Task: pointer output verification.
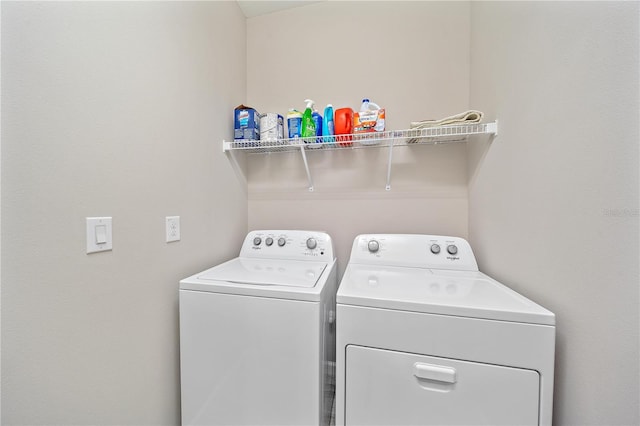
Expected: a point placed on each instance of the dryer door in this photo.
(394, 388)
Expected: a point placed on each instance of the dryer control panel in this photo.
(288, 244)
(413, 250)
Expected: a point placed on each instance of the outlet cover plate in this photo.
(173, 228)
++++
▸ **TASK REQUIREMENTS**:
Rewrite the material above with "dryer" swapped for "washer" wherever it occurs, changing nothing else and leaving out the pictures.

▸ **RESULT OF THE TASK**:
Task: pointer output verification.
Expected: a point placed on each instance of the washer door in this photo.
(394, 388)
Expected: a point placed on each instance of the washer control panel in this photo.
(288, 244)
(413, 250)
Expected: a point placed on each instance of the outlet cover plate in this photo.
(173, 228)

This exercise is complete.